EXERCISE PROMPT →
Reply with nothing but the number of lines in the data below where the word "bread" occurs.

MATERIAL FOR THIS EXERCISE →
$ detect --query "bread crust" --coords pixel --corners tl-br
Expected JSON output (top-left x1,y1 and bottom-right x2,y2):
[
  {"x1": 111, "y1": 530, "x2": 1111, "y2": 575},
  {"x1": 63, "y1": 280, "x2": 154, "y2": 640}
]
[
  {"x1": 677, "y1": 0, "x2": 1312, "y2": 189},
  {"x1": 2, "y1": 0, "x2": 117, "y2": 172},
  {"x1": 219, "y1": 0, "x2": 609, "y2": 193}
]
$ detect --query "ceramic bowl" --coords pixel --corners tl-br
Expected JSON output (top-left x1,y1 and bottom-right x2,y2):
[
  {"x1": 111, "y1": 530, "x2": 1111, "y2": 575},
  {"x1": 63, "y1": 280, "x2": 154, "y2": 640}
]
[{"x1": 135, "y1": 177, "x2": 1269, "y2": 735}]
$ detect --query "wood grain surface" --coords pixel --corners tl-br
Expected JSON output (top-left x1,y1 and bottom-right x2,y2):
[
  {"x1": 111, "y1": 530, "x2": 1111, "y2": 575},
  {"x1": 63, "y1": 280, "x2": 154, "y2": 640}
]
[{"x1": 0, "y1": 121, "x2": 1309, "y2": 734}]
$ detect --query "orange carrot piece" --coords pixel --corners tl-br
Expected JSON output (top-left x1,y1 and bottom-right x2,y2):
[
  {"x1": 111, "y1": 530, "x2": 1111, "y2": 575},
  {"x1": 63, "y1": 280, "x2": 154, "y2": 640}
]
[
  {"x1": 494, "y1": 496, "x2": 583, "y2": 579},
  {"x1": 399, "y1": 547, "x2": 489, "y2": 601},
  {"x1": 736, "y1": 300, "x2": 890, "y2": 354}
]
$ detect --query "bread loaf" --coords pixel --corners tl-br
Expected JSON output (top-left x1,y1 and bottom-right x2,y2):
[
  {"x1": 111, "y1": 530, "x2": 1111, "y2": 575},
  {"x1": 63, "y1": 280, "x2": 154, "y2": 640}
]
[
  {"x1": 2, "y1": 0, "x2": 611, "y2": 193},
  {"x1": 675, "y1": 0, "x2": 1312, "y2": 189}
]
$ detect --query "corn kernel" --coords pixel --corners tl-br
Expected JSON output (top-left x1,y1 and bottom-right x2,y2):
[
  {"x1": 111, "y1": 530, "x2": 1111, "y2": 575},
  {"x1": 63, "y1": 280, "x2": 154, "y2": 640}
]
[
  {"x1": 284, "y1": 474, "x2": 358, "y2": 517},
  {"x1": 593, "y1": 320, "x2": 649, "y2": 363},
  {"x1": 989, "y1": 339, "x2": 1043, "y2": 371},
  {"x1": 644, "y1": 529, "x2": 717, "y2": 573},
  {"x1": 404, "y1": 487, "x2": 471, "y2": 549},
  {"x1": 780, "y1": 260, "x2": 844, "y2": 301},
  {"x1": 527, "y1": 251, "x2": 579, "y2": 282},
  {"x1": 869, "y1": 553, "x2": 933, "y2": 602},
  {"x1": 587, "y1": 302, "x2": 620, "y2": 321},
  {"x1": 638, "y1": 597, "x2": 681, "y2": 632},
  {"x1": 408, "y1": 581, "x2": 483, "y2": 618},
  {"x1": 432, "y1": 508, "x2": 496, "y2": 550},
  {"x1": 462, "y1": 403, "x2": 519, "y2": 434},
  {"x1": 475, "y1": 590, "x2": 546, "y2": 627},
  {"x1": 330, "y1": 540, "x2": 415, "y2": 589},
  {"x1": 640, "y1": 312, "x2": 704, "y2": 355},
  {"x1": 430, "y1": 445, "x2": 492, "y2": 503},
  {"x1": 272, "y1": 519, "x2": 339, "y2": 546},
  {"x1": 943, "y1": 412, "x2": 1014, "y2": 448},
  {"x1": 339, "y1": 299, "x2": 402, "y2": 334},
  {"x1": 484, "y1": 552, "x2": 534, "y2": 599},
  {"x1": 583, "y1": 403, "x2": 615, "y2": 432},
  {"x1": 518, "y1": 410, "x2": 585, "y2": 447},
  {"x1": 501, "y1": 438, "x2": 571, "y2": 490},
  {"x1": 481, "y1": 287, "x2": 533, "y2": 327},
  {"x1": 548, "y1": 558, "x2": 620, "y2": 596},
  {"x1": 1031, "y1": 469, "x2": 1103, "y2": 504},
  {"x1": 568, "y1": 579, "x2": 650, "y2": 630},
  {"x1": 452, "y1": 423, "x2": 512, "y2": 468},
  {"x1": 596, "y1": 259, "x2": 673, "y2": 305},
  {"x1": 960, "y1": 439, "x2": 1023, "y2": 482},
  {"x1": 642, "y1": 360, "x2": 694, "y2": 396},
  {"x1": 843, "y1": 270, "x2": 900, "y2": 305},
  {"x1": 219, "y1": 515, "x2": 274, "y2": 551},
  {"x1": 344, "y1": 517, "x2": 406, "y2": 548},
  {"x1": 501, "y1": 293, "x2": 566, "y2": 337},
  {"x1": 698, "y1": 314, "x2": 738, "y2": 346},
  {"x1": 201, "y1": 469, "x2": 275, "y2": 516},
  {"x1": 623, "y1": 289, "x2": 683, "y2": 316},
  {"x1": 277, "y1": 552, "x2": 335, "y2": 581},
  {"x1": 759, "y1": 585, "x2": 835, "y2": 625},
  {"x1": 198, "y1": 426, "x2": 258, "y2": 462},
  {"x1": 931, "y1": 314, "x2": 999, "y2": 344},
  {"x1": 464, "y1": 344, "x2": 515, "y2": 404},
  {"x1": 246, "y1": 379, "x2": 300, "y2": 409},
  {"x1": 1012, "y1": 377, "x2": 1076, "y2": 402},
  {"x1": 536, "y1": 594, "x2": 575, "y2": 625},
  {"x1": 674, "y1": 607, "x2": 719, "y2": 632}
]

ANSWER TO THIS TASK →
2